Task material
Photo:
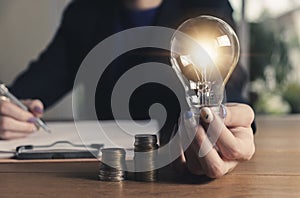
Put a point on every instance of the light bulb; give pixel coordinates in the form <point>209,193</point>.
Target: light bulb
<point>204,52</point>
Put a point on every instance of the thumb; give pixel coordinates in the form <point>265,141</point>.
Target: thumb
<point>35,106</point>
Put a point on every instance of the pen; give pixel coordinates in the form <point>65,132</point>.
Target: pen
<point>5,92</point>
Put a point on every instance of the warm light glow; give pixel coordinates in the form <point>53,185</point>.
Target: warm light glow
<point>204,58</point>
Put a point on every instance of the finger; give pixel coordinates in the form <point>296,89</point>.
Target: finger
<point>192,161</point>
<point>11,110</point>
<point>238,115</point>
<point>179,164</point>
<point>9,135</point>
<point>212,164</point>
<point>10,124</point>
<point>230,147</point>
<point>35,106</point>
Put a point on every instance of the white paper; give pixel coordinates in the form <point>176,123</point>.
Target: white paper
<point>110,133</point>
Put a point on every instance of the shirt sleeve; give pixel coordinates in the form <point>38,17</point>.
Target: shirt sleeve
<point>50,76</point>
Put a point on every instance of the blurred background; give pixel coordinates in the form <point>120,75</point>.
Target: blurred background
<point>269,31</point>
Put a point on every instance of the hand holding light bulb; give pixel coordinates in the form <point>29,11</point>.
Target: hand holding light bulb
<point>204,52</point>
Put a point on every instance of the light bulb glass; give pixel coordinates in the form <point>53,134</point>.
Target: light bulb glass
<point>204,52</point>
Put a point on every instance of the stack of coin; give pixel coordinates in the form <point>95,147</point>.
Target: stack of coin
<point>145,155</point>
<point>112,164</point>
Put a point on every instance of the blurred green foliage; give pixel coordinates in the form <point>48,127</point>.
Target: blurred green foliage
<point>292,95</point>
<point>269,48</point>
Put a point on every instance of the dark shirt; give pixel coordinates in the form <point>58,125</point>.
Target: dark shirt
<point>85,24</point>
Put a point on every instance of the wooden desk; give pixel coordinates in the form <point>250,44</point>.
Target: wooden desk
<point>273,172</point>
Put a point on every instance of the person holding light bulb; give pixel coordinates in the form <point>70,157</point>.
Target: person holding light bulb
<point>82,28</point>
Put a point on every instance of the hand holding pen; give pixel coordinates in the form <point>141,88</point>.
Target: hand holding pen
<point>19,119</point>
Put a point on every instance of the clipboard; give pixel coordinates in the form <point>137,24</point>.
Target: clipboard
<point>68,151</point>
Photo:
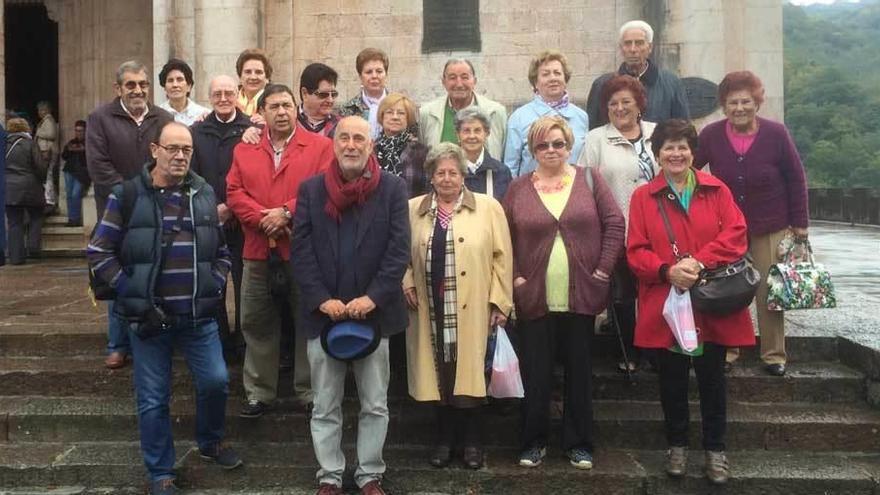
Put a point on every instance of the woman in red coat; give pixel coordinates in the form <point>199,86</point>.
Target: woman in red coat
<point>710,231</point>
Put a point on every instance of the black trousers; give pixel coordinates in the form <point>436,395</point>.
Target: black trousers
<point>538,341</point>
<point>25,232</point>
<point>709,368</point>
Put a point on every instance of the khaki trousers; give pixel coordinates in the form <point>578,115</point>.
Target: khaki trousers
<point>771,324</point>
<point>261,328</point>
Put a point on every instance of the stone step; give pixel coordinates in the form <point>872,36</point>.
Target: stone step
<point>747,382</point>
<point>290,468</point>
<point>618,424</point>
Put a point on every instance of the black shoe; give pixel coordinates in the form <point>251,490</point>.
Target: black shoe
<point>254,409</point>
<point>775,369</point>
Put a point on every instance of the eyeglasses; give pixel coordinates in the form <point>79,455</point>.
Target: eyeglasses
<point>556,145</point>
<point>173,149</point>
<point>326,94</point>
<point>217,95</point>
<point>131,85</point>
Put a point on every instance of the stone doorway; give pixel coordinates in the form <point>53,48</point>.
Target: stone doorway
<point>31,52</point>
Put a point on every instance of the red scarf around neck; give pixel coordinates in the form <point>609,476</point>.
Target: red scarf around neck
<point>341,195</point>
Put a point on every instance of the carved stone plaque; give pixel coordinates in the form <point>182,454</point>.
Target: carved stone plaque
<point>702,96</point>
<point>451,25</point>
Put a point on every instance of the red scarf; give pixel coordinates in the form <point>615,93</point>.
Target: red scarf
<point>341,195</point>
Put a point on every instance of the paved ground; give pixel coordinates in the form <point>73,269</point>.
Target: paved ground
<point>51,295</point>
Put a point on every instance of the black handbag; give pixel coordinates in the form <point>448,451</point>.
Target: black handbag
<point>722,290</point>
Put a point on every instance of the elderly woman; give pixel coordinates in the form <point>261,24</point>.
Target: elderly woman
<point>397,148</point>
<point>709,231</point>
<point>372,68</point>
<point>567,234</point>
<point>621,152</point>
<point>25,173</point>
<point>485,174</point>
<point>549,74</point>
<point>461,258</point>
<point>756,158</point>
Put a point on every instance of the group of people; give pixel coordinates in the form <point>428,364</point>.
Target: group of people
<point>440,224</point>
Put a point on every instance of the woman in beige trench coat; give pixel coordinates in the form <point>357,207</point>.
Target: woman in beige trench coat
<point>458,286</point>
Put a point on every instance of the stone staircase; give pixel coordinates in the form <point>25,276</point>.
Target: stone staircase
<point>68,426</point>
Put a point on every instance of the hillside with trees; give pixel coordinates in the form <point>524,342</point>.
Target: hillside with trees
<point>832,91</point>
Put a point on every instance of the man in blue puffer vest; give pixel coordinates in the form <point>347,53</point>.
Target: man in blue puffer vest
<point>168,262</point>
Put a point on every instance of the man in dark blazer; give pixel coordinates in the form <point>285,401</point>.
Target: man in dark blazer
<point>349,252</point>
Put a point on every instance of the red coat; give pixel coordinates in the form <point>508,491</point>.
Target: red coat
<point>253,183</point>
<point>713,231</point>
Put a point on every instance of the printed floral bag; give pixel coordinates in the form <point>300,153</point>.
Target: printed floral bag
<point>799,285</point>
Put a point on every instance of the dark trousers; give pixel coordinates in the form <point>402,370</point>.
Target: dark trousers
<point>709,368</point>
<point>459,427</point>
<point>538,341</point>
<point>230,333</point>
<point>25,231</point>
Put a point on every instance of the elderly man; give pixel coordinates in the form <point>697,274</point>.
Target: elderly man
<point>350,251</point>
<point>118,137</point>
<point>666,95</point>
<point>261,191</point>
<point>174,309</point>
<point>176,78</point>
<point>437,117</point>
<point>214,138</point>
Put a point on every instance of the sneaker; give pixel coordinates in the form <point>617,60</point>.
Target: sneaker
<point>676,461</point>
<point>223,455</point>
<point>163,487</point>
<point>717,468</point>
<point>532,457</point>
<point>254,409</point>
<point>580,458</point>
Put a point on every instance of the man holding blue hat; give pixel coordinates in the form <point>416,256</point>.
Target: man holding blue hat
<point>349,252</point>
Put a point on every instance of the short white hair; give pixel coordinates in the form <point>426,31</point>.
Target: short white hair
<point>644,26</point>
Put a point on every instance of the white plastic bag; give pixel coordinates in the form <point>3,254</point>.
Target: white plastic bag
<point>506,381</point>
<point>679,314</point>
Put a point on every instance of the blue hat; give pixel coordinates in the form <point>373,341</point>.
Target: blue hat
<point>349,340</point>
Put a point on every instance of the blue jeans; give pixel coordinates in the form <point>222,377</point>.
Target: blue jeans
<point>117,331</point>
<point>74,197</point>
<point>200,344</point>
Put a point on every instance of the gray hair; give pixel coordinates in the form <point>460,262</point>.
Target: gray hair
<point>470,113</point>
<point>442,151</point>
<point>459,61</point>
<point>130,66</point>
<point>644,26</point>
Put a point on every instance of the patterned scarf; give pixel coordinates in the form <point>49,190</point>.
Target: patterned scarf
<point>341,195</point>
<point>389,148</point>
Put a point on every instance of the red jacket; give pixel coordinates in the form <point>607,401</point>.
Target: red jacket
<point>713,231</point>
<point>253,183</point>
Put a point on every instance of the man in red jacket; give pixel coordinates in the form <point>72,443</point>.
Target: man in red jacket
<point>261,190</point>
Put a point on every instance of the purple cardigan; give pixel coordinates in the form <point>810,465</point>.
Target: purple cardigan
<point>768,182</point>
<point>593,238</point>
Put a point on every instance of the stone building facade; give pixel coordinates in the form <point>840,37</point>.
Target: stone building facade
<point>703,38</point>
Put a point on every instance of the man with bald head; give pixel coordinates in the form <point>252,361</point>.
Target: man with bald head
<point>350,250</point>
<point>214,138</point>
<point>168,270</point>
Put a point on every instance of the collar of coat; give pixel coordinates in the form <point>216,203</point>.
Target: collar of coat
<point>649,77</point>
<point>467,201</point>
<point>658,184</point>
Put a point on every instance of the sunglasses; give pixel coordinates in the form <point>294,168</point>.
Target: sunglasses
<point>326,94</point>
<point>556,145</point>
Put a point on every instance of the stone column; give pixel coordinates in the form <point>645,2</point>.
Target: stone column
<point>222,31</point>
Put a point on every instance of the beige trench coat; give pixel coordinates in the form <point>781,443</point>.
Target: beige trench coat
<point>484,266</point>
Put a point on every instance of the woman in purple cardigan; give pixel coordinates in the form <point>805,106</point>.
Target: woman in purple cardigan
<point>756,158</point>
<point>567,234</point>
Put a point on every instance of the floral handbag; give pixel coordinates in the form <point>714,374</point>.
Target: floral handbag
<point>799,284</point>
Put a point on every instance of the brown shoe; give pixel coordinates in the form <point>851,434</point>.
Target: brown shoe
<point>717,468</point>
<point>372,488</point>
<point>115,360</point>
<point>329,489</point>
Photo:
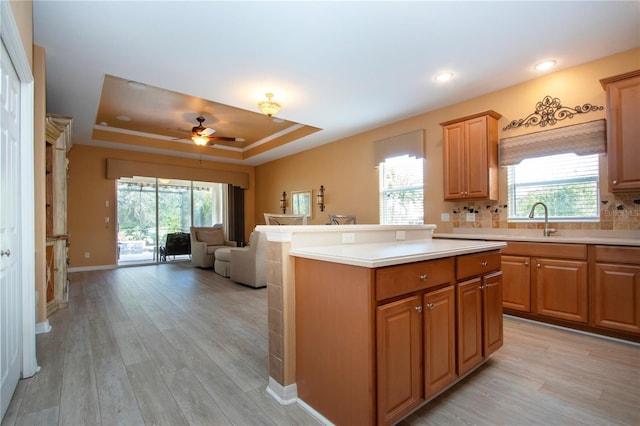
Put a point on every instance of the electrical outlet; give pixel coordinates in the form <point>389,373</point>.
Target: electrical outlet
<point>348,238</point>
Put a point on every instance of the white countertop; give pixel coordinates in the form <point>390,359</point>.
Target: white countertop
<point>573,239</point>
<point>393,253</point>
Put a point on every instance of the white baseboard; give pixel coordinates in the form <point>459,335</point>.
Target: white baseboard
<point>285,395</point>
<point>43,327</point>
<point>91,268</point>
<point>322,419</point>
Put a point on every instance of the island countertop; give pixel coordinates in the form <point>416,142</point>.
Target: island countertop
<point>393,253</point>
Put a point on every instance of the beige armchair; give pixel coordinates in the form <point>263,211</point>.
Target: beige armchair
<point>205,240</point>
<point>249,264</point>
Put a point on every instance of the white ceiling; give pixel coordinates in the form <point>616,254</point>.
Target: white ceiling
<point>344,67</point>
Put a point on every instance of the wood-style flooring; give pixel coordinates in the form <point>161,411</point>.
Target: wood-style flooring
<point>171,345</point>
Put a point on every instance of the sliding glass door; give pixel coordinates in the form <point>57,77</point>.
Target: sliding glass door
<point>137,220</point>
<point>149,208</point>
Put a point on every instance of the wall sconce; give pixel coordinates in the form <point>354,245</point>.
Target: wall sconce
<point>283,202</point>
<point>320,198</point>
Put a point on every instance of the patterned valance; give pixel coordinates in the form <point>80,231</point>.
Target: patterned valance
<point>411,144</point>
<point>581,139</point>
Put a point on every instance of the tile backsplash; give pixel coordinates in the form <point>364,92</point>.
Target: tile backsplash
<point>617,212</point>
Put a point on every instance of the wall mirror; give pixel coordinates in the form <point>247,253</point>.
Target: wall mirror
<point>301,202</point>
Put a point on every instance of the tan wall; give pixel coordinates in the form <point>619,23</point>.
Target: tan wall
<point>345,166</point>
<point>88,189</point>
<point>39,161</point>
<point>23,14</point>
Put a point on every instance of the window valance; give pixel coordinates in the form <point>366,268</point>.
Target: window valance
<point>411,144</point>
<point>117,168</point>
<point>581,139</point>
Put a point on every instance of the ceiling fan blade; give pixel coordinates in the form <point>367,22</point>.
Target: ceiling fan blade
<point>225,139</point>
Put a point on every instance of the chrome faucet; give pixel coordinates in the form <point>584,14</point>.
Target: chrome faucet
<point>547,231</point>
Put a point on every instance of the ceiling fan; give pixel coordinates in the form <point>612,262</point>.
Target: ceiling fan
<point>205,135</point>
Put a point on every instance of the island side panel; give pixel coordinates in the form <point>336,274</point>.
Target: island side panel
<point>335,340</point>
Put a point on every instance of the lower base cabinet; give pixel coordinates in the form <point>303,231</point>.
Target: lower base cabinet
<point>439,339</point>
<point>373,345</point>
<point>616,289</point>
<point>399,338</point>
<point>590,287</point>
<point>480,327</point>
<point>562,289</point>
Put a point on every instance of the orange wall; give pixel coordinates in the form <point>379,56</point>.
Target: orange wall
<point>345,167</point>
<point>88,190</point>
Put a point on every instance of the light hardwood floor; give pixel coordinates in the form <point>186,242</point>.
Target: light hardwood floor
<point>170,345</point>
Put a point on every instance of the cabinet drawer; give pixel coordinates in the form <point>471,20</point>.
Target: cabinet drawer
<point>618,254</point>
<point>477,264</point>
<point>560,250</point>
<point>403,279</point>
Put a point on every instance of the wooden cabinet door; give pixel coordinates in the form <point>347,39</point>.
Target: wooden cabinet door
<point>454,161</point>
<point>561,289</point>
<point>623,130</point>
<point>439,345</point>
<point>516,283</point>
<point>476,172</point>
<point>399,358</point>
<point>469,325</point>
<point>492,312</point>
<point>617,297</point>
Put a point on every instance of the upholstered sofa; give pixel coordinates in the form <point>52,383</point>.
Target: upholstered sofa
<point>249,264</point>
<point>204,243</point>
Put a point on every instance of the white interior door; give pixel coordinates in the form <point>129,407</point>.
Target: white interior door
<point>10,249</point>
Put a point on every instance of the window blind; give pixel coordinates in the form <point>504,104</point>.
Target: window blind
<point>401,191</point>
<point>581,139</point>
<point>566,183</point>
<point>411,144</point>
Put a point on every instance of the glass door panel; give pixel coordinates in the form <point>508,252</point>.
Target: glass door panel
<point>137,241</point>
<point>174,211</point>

The problem
Rewrite the lines beginning with the one that contains "Put a point on every instance of the wall mirror;" and going on through the one that contains "<point>403,279</point>", putting "kitchen faucet" in place of "chrome faucet" and leaving everything else the same.

Response
Put a point on every instance of the wall mirror; give pixel coordinates in the form <point>247,253</point>.
Target: wall mirror
<point>301,202</point>
Put a point on every instance of the tan wall; give pixel coordinates in the form <point>619,23</point>.
Target: tan wall
<point>345,166</point>
<point>88,189</point>
<point>39,161</point>
<point>23,14</point>
Put a point on every instance of the window valance; give pixel coordinates in the form <point>366,268</point>.
Target: window valance
<point>411,144</point>
<point>117,168</point>
<point>581,139</point>
Put a point on every instance of the ceiling fan blade; give pixel coordinates in the form <point>367,22</point>.
Target: ceiling fan blade
<point>225,139</point>
Put a point on every instance of the kitchen faucet; give pixel coordinates in the form <point>584,14</point>.
Target: kitchen faucet
<point>547,231</point>
Put a point on every instance of the ceiling fan; give pixel coordinates in the form <point>612,262</point>.
Target: ceiling fan
<point>205,135</point>
Put a point on every instance of the island side panel; give pixel coordinates in the form <point>336,274</point>.
Target: island side panel
<point>335,340</point>
Put a point on every instance of the lower base cabinet; give pixel coordinates in the form <point>303,231</point>.
Target: lower base cabinet
<point>439,339</point>
<point>373,345</point>
<point>616,289</point>
<point>399,338</point>
<point>590,287</point>
<point>480,327</point>
<point>562,289</point>
Put a point on every instance of the orange wall; give pixel coordinates in the form <point>379,56</point>.
Target: orange wall
<point>345,167</point>
<point>88,190</point>
Put a point on every instance of the light hardwood floor; give pixel coordinates in the form <point>186,242</point>.
Target: light hardwood floor
<point>170,345</point>
Put a point on every instance of the cabinet drawer; give pixel coordinates in the form <point>471,20</point>.
Target: cabinet drawer
<point>618,254</point>
<point>477,264</point>
<point>560,250</point>
<point>403,279</point>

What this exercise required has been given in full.